Penyelesaian Melalui Bipartit :
1. Perselisihan hubungan industrial wajib diselesaikan secara musyawarah untuk mufakat;
2. Diselesaikan paling lama 30 hari kerja sejak tanggal dimulainya perundingan;
3. Dibuat Perjanjian Bersama yang ditandatangani oleh para pihak, sifatnya mengikat dan
menjadi hukum serta wajib dilaksanakan oleh para pihak;
4. Wajib didaftarkan oleh para pihak kepada Pengadilan Hubungan Industrial di Pengadilan
Negeri di wilayah para pihak mengadakan Perjanjian bersama;
5. Diberikan Akta Pendaftaran Perjanjian Bersama dan merupakan bagian yang tidak terpisahkan
dari Perjanjian bersama;
6. Salah satu pihak atau pihak yang dirugikan dapat mengajukan permohonan eksekusi kepada
Pengadilan Hubungan Industrial di Pengadilan negeri di wilayah Perjanjian Bersama didaftarkan.
7. Permohonan eksekusi dapat dilakukan melalui PHI di Pengadilan Negeri di wilayah domisili
pemohon untuk diteruskan ke PHI di Pengadilan Negeri yang berkompeten melakukan eksekusi;
8. Perundingan dianggap gagal apabila salah satu pihak menolak perundingan atau tidak tercapai
kesepakatan;
9. Salah satu pihak atau kedua belah pihak mencatatkan perselisihan kepada instansi yang
bertanggung jawab di bidang ketenagakerjaan setempat dengan melampirkan bukti upaya
penyelesaian melalui perundingan bipartit telah dilakukan.

### Soal Latihan
(a) Tulis kembali bagian teks tentang penyelesaian bipartit, mulai dari kata-kata "7. Permohonan eksekusi" dan berhenti setelah "bipartit telah dilakukan.". Tukar setiap "PHI" dengan "Pengadilan Hubungan Industrial".
(b) Lanjutkan teks tentang penyelesaian bipartit setelah kalimat terakhirnya.
Item-item berikut tidak berperan apa pun di sini.

Cuplikan dari kumpulan data:
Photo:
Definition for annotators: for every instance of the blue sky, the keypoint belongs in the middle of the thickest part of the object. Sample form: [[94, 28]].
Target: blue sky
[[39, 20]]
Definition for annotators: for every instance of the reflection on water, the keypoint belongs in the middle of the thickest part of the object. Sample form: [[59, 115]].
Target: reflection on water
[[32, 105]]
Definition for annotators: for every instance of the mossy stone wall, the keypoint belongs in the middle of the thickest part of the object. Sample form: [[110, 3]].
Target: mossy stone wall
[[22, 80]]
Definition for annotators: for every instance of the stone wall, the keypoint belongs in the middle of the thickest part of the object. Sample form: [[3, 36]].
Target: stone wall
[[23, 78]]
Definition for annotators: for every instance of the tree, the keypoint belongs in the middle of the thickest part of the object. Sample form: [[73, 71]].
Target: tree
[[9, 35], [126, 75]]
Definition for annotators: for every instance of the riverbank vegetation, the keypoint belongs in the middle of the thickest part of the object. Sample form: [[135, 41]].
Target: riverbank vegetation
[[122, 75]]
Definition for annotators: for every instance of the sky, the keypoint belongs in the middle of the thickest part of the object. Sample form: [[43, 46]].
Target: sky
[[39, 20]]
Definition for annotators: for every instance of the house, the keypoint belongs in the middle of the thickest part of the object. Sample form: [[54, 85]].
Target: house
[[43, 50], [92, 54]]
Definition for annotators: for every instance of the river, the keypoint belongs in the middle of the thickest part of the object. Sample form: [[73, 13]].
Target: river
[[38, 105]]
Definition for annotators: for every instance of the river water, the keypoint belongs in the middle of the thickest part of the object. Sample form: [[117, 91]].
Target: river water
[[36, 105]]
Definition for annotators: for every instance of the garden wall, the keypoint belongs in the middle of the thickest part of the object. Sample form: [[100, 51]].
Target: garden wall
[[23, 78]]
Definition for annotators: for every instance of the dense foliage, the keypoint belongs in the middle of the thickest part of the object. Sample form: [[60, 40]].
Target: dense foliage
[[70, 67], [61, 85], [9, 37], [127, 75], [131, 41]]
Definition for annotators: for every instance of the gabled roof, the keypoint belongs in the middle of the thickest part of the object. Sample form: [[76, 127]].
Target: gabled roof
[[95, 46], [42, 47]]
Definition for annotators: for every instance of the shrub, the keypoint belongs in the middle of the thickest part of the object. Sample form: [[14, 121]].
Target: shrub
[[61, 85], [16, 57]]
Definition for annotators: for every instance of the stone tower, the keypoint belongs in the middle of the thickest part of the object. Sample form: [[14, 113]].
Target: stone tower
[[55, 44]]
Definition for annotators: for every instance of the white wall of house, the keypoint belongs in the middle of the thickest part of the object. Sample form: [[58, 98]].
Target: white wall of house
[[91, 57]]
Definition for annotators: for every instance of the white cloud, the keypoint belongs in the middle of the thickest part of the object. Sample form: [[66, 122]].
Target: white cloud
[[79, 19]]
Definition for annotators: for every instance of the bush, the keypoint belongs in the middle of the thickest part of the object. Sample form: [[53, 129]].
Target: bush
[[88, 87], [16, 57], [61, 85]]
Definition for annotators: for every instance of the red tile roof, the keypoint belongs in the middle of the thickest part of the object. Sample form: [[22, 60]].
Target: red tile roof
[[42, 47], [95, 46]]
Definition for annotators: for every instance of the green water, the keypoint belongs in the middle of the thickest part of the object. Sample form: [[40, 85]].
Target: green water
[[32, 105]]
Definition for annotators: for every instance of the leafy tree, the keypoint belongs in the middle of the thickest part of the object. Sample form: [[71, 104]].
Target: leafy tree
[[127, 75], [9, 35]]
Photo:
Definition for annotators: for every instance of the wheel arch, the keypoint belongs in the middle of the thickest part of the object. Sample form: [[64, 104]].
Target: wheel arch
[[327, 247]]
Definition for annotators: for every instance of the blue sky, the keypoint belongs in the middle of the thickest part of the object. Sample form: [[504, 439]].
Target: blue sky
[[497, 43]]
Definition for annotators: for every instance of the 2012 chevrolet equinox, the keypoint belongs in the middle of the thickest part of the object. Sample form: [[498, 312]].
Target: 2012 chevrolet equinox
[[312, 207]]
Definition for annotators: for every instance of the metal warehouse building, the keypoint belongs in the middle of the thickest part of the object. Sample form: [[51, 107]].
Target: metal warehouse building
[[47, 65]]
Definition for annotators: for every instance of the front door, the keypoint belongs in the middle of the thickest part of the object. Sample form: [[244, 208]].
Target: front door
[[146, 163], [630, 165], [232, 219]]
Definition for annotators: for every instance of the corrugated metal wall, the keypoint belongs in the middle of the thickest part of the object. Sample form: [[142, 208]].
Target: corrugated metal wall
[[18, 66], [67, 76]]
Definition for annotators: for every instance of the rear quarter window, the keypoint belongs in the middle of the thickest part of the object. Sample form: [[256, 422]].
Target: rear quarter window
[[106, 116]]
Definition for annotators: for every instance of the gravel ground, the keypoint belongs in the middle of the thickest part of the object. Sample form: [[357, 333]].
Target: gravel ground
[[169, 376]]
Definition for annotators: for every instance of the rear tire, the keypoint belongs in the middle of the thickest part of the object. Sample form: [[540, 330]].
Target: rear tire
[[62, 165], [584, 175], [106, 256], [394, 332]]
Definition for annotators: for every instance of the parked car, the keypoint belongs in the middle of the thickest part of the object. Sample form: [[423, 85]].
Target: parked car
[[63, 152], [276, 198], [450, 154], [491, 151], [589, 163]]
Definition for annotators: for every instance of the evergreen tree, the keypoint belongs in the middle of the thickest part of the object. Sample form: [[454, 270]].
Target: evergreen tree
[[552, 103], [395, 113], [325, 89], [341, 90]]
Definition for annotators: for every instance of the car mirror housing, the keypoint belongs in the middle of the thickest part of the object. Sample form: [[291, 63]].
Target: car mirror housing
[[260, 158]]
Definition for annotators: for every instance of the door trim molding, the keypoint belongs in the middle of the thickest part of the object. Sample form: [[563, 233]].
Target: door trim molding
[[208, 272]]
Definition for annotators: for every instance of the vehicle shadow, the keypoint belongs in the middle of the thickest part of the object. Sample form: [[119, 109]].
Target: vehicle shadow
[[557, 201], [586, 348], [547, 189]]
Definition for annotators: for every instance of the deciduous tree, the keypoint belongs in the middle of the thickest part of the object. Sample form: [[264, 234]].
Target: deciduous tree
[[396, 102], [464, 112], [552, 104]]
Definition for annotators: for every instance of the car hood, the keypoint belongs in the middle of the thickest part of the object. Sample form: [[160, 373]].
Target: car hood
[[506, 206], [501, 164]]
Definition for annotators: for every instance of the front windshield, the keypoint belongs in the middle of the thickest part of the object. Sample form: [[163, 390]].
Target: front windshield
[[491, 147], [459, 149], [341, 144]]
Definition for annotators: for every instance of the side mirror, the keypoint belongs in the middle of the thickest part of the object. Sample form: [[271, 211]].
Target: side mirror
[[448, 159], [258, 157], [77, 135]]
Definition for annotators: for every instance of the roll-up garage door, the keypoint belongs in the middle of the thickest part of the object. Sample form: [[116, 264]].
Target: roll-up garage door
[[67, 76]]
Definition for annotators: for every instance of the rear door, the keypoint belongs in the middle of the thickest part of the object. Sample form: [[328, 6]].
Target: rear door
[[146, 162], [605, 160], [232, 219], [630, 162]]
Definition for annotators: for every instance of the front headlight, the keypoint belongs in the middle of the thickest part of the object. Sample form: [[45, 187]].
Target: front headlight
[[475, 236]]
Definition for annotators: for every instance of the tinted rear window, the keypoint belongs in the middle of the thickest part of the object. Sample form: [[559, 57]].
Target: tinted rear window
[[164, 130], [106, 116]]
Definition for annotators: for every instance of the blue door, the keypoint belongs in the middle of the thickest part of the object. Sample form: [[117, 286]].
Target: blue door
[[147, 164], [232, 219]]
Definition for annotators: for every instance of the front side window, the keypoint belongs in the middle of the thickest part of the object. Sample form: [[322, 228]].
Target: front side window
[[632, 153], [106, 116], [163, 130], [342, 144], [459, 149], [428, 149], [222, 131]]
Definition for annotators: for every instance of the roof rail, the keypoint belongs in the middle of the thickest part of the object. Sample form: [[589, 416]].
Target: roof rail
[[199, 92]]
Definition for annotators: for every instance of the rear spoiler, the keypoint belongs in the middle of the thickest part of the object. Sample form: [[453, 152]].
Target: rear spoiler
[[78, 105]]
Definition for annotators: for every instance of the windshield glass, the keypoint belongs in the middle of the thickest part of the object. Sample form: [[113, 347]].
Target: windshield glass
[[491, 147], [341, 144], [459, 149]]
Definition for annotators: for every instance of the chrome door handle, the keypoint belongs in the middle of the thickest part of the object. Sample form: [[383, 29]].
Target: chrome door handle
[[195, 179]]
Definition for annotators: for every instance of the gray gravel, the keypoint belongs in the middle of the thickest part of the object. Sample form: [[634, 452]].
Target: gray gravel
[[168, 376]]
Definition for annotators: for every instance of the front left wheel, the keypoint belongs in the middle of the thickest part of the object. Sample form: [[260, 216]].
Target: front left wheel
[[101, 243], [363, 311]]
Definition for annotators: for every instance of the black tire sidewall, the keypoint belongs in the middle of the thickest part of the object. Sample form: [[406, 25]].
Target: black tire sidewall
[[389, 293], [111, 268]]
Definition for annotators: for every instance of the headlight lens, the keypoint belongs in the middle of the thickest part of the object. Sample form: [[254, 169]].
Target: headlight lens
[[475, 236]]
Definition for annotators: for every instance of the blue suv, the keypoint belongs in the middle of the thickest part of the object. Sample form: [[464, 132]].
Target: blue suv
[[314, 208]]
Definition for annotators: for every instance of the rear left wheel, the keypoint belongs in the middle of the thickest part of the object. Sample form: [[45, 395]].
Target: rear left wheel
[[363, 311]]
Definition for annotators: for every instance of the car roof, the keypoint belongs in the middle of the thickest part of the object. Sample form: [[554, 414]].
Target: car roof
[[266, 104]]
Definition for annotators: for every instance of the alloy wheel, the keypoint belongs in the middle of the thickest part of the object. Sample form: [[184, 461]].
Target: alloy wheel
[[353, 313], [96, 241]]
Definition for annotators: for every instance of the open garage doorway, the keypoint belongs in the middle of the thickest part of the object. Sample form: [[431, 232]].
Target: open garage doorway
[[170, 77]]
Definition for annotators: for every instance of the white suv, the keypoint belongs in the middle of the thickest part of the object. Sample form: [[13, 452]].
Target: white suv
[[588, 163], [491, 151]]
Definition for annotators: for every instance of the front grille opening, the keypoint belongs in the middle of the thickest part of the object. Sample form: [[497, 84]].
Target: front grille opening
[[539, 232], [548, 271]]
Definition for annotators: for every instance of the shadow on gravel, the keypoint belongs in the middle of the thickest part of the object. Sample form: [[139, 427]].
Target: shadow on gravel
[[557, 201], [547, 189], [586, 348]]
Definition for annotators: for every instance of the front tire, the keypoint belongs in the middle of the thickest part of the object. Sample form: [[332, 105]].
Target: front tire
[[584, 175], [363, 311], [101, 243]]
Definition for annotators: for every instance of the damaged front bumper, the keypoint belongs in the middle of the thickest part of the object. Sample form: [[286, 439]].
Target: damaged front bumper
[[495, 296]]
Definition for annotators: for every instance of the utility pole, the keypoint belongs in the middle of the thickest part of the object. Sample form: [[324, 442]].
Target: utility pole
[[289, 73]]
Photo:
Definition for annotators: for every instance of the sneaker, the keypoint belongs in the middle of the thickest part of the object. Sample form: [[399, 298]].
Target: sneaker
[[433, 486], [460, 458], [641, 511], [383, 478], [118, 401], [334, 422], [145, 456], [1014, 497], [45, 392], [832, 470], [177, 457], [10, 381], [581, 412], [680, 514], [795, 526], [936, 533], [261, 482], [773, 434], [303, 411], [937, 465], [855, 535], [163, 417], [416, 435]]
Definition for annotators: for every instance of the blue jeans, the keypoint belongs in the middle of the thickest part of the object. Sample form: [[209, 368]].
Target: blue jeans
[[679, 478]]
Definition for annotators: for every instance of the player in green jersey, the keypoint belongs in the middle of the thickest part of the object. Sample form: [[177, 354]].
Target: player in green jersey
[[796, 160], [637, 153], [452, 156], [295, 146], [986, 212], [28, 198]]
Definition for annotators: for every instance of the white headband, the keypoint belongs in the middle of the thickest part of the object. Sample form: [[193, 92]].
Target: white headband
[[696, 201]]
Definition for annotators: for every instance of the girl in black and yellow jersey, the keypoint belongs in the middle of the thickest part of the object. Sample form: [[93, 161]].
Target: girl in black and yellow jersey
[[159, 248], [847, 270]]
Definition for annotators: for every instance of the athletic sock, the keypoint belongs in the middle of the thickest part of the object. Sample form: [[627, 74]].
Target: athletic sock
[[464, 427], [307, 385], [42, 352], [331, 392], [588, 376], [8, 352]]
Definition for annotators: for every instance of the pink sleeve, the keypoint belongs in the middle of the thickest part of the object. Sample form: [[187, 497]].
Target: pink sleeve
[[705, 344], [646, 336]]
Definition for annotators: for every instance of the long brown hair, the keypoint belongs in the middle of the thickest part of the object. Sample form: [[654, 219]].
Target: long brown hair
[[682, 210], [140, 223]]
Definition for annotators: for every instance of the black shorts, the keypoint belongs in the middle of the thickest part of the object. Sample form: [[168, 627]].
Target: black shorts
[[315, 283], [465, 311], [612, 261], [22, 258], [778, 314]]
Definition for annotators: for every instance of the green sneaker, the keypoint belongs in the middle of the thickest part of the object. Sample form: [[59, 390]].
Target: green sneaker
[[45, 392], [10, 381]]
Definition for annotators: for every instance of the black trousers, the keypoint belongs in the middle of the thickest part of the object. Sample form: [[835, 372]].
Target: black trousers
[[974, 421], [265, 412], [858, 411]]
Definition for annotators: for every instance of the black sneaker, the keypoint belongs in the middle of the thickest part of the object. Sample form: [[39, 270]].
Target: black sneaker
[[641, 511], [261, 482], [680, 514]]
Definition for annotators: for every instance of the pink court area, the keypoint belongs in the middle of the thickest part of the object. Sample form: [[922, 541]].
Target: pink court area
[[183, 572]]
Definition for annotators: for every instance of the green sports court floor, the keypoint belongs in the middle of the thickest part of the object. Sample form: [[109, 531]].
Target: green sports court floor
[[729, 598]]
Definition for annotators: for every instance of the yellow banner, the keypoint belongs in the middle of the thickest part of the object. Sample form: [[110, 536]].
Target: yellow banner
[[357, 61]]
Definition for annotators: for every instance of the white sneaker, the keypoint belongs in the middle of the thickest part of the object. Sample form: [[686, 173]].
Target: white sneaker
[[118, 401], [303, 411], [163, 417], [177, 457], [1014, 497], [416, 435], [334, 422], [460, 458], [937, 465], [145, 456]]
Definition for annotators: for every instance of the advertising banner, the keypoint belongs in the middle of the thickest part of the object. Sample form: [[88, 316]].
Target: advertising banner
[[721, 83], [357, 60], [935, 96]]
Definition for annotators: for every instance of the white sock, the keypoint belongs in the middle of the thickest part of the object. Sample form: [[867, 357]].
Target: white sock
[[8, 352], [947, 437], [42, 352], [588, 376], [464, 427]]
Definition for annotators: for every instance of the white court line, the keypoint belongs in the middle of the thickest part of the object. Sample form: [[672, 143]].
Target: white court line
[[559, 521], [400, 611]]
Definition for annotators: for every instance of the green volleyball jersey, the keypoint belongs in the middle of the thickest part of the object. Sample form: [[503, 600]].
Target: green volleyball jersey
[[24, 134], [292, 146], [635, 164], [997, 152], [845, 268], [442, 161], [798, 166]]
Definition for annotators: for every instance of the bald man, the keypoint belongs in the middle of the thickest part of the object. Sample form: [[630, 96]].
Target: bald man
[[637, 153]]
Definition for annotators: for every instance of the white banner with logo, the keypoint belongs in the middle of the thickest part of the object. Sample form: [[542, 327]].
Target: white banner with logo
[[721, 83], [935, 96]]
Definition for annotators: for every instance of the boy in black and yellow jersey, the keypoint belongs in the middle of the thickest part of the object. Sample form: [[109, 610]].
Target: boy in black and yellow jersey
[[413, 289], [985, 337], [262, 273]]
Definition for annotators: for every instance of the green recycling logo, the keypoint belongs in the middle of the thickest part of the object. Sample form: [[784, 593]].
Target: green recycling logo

### Daftar Jawaban
(a)
7. Permohonan eksekusi dapat dilakukan melalui Pengadilan Hubungan Industrial di Pengadilan Negeri di wilayah domisili
pemohon untuk diteruskan ke Pengadilan Hubungan Industrial di Pengadilan Negeri yang berkompeten melakukan eksekusi;
8. Perundingan dianggap gagal apabila salah satu pihak menolak perundingan atau tidak tercapai
kesepakatan;
9. Salah satu pihak atau kedua belah pihak mencatatkan perselisihan kepada instansi yang
bertanggung jawab di bidang ketenagakerjaan setempat dengan melampirkan bukti upaya
penyelesaian melalui perundingan bipartit telah dilakukan.

(b)
Risalah Perundingan Bipartit :
1. Nama lengkap dan alamat para pihak.
2. Tanggal dn tempat perundingan
3. Pokok masalah atau alasan perselisihan
4. Pendapat para pihak.
5. Kesimpulan atas hasil perundingan.
6. Tanggal serta tanda tangan para pihak yang melakukan perundingan.
Tugas Instansi yang bertanggung jawab di bidang ketenagakerjaan :
1. Meneliti perselisihan hubungan industrial, bukti upaya penyelesaian melalui perundingan
bipartit.
2. Mengembalikan berkas perselisihan paling lambat dalam waktu 7 hari kerja apabila tidak
dilengkapi bukti upaya penyelesaian perundingan bipartit.
3. Wajib menawarkan penyelesaian melalui konsiliasi atau arbitrase.
4. Dalam waktu 7 hari para pihak tidak menetapkan pilihan konsiliasi atau arbitrase,
melimpahkan penyelesaiannya kepada mediator.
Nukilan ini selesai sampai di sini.